── GIVEN DATA

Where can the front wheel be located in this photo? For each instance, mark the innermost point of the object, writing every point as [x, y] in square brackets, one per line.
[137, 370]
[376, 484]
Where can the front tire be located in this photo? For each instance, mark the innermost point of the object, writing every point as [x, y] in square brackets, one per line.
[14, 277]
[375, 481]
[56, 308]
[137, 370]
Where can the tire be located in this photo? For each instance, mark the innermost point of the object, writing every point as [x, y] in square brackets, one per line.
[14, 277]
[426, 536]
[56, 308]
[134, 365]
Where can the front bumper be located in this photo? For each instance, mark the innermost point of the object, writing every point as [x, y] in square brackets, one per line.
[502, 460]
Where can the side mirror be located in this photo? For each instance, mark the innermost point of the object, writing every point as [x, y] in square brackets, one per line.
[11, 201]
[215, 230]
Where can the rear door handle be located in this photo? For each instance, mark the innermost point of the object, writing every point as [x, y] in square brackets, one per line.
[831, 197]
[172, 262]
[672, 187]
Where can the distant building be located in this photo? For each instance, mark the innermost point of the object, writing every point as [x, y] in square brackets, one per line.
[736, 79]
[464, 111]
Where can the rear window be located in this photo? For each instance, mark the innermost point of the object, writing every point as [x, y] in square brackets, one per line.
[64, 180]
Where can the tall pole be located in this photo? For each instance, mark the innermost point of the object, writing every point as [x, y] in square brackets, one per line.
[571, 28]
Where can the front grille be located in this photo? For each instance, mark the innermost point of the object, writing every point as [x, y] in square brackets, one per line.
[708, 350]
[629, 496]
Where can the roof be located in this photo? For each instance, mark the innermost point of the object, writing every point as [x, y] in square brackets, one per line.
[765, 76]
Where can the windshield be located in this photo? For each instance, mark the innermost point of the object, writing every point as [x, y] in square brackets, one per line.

────

Turn all of the rows above into a JSON list of strings with one string per line. Leave out any blank lines.

PROBLEM SOLUTION
[
  "Where can the front wheel be located in this photo? For each instance, mark the innermost point of the object, writing every point as [x, y] in square brackets, one per line.",
  "[137, 370]",
  "[376, 484]",
  "Where can the front tire be located in this photo? For each instance, mark the innermost point of the object, writing every point as [x, y] in square brackets, one per line.",
  "[14, 277]",
  "[375, 481]",
  "[56, 308]",
  "[137, 370]",
  "Where can the tire be located in this photo? For each instance, mark the innermost point of the object, writing every point as [x, y] in square brackets, one per line.",
  "[14, 277]",
  "[426, 536]",
  "[56, 308]",
  "[134, 365]",
  "Where can the front bumper be located in this photo? For each instance, mark the innermost point of the object, writing every point as [x, y] in square brackets, one per line.",
  "[502, 460]",
  "Where can the side mirror be located in this photo? For each instance, mark the innermost point of the object, writing every point as [x, y] in square brackets, one per line.",
  "[11, 201]",
  "[215, 230]",
  "Where can the rear door handle be located in this photo? For each instance, mark the innermost point of the object, writing every point as [x, y] in square brackets, one per line.",
  "[831, 197]",
  "[172, 262]",
  "[672, 187]",
  "Where can the distant building be located in this photo? For each instance, mark the innermost point of the object, writing every point as [x, y] in square brackets, one per line.",
  "[736, 79]",
  "[464, 111]",
  "Where can the rear window be located in this photo? For each instance, mark the innermost point of the object, writing every point as [x, y] in square brackets, one per line.",
  "[64, 180]",
  "Where can the tall pole be located in this photo? For each instance, mark the innermost point of the object, writing every point as [x, y] in square brackets, one per line.",
  "[571, 28]",
  "Where can the front grille be located in this photo? For each instance, mark the innermost point of the object, writing every point as [x, y] in square brackets, one per line.",
  "[708, 350]",
  "[629, 496]",
  "Where can the roof be located in this photo? For each instance, mark the innermost point of the object, writing every point as [x, y] in square brackets, one per line.",
  "[765, 76]",
  "Where can the windshield be located in this photo? For each instance, mark the innermost point of the object, writing every point as [x, y] in square brackets, one per line."
]